Exercises:
(1) Please copy the post on Christmas retailers word for word, from "If there’s one" to "this New Year.".
(2) What does the post on Christmas retailers give as the reason shoppers' thinking and purchasing decisions have changed? Answer in one to three sentences.

Friday, 31 January 2014

What can we learn from the winning Retailers this Christmas?

It’s a year since HMV, Blockbuster and Jessops entered administration. This January started with a high level departure at Debenhams and the news that sales are down at the biggest UK‘s food and clothing retailers (Tesco and Marks & Spencer) are struggling to stay in touch with the modern British shopper (Daily Telegraph 6th January 2014). If you’re also thinking that Christmas didn’t go as well as you’d hoped, then we’d like to help you on the way to a successful 2014.

If there’s one big theme, it’s that the Customer Journey is more important than ever
Mobile internet and the 'always on' consumer mean the way shoppers think about and act on their purchasing decisions has changed dramatically. Shopping is anywhere and everywhere. The Customer Journey is no longer linear. It’s now more like a game of snakes and ladders. Now we can buy in a shop, via an app or even a games console. The dynamics of the customer journey are increasingly multifaceted and translating a brand into a compelling consumer experience requires an increasingly diverse skill set. Getting the balance right between on and offline is critical. So here are six ideas to inspire you this New Year.

Dataset section:
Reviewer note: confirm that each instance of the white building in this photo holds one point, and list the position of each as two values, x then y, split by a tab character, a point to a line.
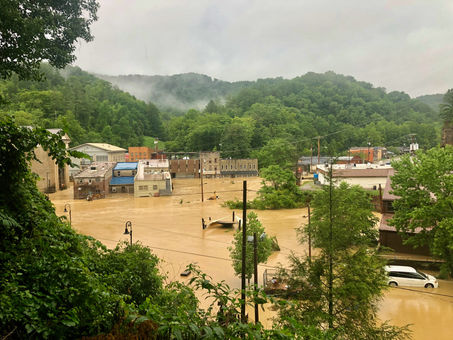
152	179
368	176
99	152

Final answers:
(1)
If there’s one big theme, it’s that the Customer Journey is more important than ever
Mobile internet and the 'always on' consumer mean the way shoppers think about and act on their purchasing decisions has changed dramatically. Shopping is anywhere and everywhere. The Customer Journey is no longer linear. It’s now more like a game of snakes and ladders. Now we can buy in a shop, via an app or even a games console. The dynamics of the customer journey are increasingly multifaceted and translating a brand into a compelling consumer experience requires an increasingly diverse skill set. Getting the balance right between on and offline is critical. So here are six ideas to inspire you this New Year.

(2) Mobile internet and the "always on" consumer have changed how shoppers think about and act on their purchasing decisions. As a result, shopping happens anywhere and everywhere, whether in a shop, through an app or even on a games console.